### [Extracted data]
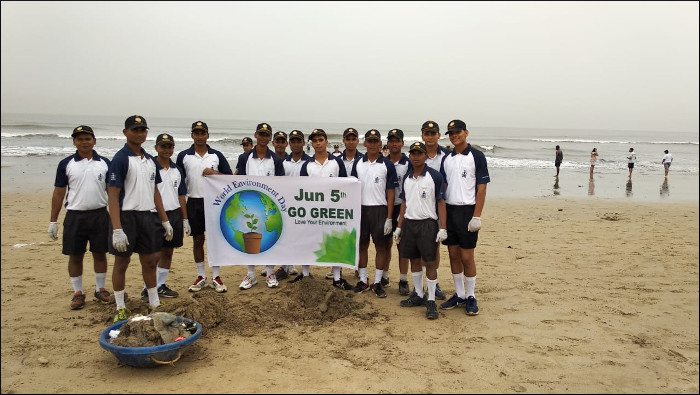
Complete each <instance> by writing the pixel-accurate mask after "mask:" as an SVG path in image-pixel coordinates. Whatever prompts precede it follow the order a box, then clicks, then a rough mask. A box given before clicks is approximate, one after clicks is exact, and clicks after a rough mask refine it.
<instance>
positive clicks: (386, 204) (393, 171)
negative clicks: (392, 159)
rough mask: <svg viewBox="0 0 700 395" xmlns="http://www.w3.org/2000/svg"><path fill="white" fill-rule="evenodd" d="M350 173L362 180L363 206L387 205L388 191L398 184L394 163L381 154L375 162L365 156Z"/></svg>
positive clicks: (355, 162) (362, 197)
mask: <svg viewBox="0 0 700 395" xmlns="http://www.w3.org/2000/svg"><path fill="white" fill-rule="evenodd" d="M350 175H351V176H353V177H357V179H358V180H360V183H361V185H362V203H361V204H362V205H363V206H386V205H387V202H386V191H387V190H389V189H394V188H396V187H397V186H398V181H397V180H396V168H394V164H393V163H391V161H390V160H388V159H385V158H384V157H383V156H381V155H380V156H379V158H377V160H375V161H374V162H372V161H370V160H369V159H367V157H366V156H363V157H362V159H361V160H358V161H357V162H355V164H354V165H353V167H352V171H351V173H350Z"/></svg>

### [What this task involves]
Can you rewrite all the items above with every "rough mask" changed to "coarse mask" and nothing else altered? Leave the pictures out of your answer.

### [Response below]
Complete each <instance> by writing the pixel-accurate mask after "mask:" as an SVG path in image-pixel coordinates. Whatever prompts precede it follow the order a box, then clicks, then a coarse mask. A box given before clicks is approximate, one after clicks is exact, and clicks after a coarse mask refine it.
<instance>
positive clicks: (386, 204) (393, 171)
negative clicks: (392, 159)
coarse mask: <svg viewBox="0 0 700 395" xmlns="http://www.w3.org/2000/svg"><path fill="white" fill-rule="evenodd" d="M350 173L362 180L363 206L387 205L388 191L398 184L394 163L381 154L375 162L365 156Z"/></svg>
positive clicks: (355, 162) (362, 197)
mask: <svg viewBox="0 0 700 395" xmlns="http://www.w3.org/2000/svg"><path fill="white" fill-rule="evenodd" d="M350 175H351V176H353V177H357V179H358V180H360V183H361V185H362V203H361V204H362V205H363V206H386V205H387V202H386V191H387V190H389V189H394V188H396V187H397V186H398V181H397V180H396V168H394V164H393V163H391V161H390V160H388V159H385V158H384V157H383V156H381V155H380V156H379V158H377V160H375V161H374V162H372V161H370V160H369V159H367V157H366V156H363V157H362V159H361V160H358V161H357V162H355V164H354V165H353V167H352V171H351V173H350Z"/></svg>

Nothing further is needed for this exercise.